**TASK INSTRUCTIONS**
What do the lines say from the one containing "Query: parking lot asphalt" to the end of the records? Restate them word for word, and only those.

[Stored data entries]

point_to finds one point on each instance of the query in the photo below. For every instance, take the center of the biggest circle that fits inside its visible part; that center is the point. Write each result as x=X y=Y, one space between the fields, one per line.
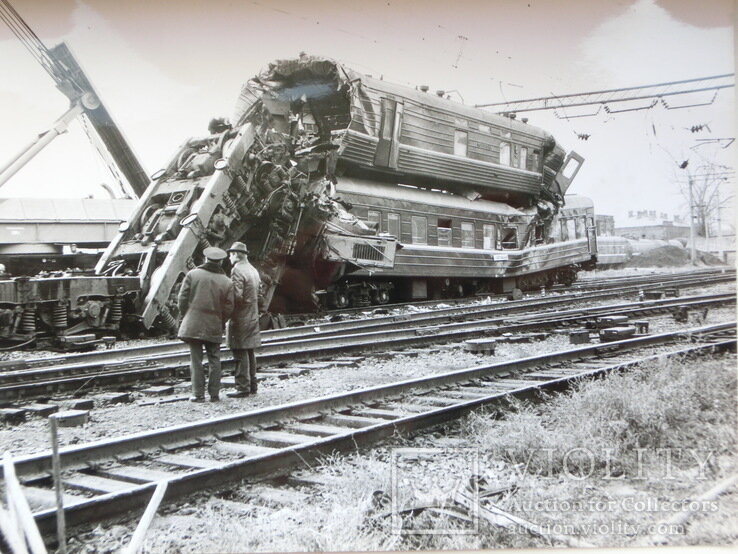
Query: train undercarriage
x=354 y=293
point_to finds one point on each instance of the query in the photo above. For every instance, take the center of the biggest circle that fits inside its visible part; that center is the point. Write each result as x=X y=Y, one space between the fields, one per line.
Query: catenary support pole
x=61 y=527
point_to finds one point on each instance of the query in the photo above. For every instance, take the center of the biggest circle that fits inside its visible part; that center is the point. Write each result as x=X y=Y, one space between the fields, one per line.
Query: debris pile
x=670 y=256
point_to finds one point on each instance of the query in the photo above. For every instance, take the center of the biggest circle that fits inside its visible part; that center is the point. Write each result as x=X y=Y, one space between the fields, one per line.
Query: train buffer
x=641 y=326
x=616 y=333
x=611 y=321
x=481 y=346
x=579 y=336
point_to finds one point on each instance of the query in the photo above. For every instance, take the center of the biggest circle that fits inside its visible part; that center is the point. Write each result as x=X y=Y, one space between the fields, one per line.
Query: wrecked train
x=339 y=183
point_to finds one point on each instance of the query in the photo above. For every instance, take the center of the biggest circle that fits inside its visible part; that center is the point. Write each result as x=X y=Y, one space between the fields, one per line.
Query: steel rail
x=454 y=393
x=325 y=341
x=324 y=329
x=390 y=335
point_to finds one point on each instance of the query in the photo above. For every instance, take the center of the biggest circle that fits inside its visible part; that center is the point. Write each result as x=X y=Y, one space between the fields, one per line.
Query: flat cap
x=214 y=253
x=238 y=247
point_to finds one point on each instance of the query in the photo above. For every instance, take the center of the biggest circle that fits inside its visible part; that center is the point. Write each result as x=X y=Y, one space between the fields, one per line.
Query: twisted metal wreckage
x=270 y=179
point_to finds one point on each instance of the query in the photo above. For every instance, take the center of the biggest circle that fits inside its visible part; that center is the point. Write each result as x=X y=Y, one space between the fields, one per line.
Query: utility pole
x=692 y=249
x=721 y=253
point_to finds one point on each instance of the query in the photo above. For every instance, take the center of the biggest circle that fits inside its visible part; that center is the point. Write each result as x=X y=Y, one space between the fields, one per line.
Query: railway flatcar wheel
x=342 y=300
x=381 y=296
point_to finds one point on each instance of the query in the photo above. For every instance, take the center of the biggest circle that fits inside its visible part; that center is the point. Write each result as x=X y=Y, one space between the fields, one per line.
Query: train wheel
x=381 y=296
x=342 y=300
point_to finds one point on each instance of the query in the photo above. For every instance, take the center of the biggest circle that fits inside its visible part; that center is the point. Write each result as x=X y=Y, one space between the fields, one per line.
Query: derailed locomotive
x=337 y=182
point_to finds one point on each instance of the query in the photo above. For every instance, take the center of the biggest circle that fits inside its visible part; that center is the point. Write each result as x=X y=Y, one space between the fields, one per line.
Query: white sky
x=163 y=69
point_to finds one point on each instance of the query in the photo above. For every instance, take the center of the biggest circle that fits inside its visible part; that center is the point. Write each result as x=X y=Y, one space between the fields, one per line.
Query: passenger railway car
x=480 y=206
x=453 y=246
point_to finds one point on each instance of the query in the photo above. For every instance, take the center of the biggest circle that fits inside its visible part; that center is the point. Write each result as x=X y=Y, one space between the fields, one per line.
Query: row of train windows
x=572 y=228
x=512 y=155
x=507 y=239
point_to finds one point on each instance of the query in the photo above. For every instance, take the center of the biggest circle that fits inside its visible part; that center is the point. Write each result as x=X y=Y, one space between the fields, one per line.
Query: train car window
x=580 y=227
x=393 y=224
x=523 y=159
x=420 y=229
x=467 y=234
x=504 y=153
x=489 y=236
x=461 y=139
x=509 y=238
x=571 y=168
x=444 y=232
x=534 y=157
x=375 y=219
x=539 y=236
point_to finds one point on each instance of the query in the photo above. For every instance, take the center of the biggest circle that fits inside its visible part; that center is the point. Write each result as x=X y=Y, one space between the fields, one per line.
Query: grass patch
x=606 y=426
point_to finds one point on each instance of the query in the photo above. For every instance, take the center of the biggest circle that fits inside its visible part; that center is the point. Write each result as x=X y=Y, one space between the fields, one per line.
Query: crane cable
x=34 y=45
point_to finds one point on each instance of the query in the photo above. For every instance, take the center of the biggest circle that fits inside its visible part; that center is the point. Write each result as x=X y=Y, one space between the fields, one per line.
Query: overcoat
x=205 y=303
x=243 y=328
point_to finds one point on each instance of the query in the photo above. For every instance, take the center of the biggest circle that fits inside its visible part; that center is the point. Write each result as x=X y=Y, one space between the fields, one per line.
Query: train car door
x=568 y=171
x=388 y=147
x=591 y=235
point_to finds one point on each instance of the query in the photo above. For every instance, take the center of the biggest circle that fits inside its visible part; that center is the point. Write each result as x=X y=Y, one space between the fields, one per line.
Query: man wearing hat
x=205 y=304
x=242 y=332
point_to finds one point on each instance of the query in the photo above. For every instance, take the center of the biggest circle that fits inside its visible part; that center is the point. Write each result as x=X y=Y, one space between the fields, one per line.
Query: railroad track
x=340 y=340
x=115 y=477
x=643 y=281
x=341 y=327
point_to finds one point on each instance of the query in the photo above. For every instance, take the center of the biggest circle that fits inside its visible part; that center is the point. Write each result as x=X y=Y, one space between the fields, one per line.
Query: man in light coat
x=205 y=304
x=242 y=333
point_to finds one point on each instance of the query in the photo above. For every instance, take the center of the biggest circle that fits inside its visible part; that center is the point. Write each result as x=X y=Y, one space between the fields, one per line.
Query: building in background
x=605 y=225
x=650 y=224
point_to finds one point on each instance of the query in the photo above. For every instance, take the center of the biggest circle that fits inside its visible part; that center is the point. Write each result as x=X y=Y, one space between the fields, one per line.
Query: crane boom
x=71 y=80
x=102 y=122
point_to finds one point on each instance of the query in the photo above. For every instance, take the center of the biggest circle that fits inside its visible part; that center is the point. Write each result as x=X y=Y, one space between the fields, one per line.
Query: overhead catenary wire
x=622 y=94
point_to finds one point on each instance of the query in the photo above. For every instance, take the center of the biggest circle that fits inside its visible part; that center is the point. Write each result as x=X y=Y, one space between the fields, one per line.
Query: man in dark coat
x=243 y=334
x=205 y=304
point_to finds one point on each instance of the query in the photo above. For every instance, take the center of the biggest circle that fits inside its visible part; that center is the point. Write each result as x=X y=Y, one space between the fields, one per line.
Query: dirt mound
x=670 y=256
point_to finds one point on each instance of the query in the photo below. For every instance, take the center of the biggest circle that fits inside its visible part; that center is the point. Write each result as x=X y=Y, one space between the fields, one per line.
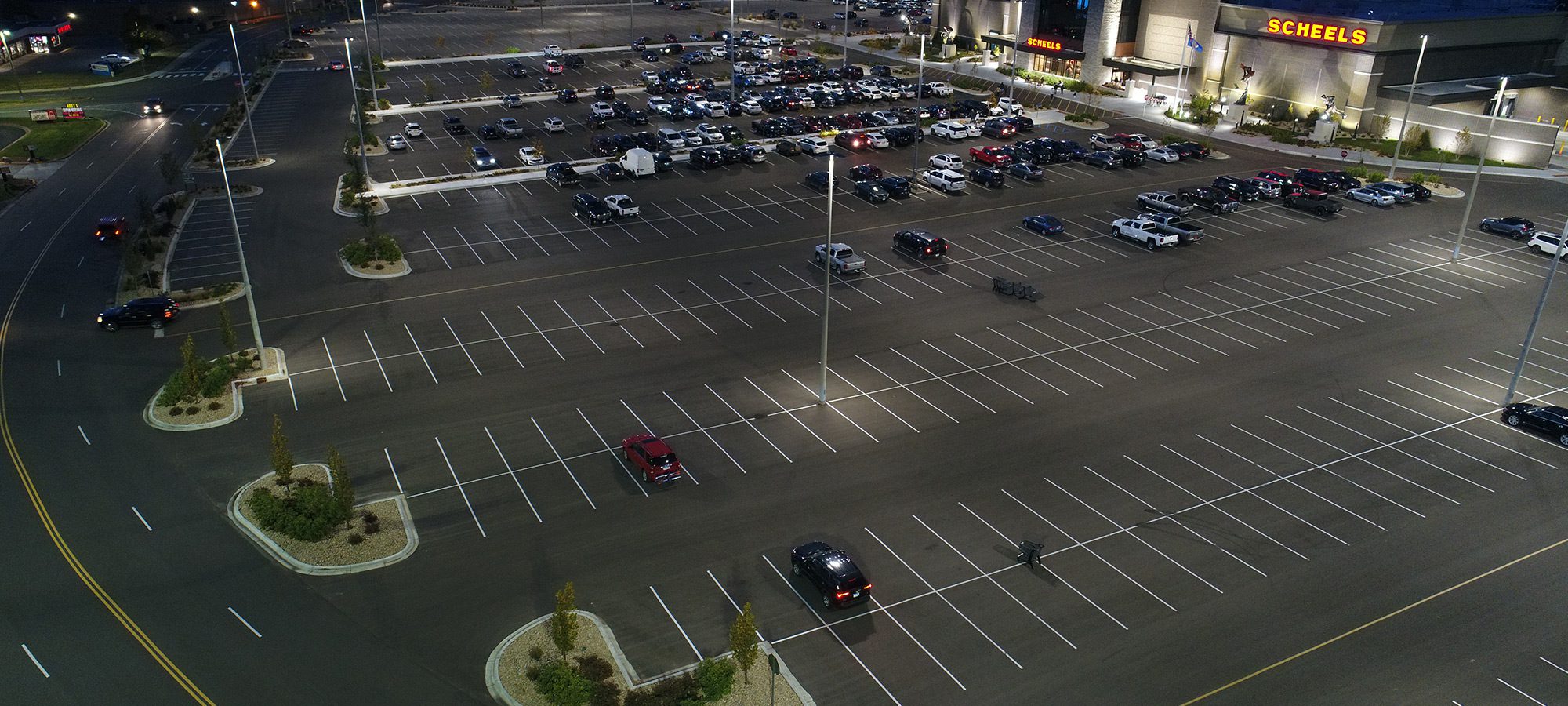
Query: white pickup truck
x=1144 y=231
x=843 y=260
x=623 y=205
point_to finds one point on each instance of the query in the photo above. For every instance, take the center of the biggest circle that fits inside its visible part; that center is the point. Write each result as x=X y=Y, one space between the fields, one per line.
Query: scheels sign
x=1315 y=31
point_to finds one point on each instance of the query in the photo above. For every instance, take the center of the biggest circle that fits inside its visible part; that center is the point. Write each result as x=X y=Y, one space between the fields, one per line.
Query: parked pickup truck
x=510 y=128
x=623 y=205
x=1144 y=231
x=1172 y=225
x=1208 y=198
x=1312 y=200
x=1164 y=202
x=843 y=260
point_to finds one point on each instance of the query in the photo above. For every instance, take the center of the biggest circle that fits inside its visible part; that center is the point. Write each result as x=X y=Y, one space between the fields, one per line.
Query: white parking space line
x=1080 y=545
x=995 y=583
x=830 y=406
x=943 y=599
x=686 y=467
x=857 y=658
x=460 y=487
x=421 y=354
x=564 y=464
x=542 y=333
x=335 y=371
x=678 y=624
x=514 y=473
x=906 y=388
x=462 y=348
x=789 y=413
x=650 y=315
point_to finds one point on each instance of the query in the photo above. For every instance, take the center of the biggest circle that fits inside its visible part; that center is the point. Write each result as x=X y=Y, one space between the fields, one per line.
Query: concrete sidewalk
x=1138 y=111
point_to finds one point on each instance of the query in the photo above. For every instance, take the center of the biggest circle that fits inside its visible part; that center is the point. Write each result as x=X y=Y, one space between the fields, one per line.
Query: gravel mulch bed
x=515 y=663
x=336 y=551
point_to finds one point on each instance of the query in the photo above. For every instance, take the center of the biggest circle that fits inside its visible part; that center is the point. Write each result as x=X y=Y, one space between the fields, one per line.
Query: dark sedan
x=1547 y=420
x=1045 y=225
x=1512 y=227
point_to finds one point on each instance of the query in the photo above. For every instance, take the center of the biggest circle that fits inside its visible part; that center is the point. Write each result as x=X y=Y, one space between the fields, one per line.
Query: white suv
x=946 y=161
x=946 y=180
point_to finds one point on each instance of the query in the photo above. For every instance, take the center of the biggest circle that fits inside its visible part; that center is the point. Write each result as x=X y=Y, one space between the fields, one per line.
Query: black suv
x=153 y=311
x=1241 y=189
x=562 y=175
x=832 y=572
x=592 y=208
x=920 y=244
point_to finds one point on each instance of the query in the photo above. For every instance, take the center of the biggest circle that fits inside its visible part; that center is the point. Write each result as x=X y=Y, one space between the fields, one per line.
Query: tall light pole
x=920 y=95
x=1410 y=98
x=371 y=59
x=360 y=112
x=239 y=247
x=827 y=288
x=245 y=95
x=1481 y=162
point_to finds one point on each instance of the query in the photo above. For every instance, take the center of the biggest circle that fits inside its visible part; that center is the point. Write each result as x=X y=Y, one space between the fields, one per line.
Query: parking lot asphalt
x=1232 y=451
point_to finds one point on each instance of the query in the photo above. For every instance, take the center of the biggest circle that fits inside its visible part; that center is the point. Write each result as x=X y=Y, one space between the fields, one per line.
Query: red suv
x=653 y=457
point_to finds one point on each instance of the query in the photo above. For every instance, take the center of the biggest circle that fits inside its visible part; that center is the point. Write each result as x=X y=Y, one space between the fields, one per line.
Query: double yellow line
x=38 y=501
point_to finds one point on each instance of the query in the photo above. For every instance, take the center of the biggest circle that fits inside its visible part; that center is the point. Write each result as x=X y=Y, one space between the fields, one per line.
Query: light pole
x=827 y=288
x=920 y=95
x=360 y=112
x=245 y=95
x=1481 y=162
x=239 y=247
x=1410 y=98
x=371 y=59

**EXPECTED ANSWER**
Query: parking lot asphalt
x=1232 y=451
point_to finds one point on each instance of the query in the photo above. For every instance, take the center of the biggest circle that fits inside its visible part; that center is the point. Write each result as x=X y=Y, one space between the fields, one per line.
Query: red suv
x=653 y=457
point_to finds one point on each instance of the query in the photo above. For every instance, take the center of the biggest circle that fits inside its visible part; that center is the point. Write each result as x=X y=Y, one space between the fields, one per line.
Query: double yellow line
x=38 y=501
point_to finds one point on each instance of the query in the photo above. For every instance, take the center of the biggest circle that fits inside its visible part; that center is the point. Write each result as x=X y=Y, one space between the fields, one per line.
Query: light pole
x=827 y=288
x=920 y=95
x=360 y=112
x=245 y=95
x=1481 y=162
x=239 y=247
x=1410 y=98
x=371 y=59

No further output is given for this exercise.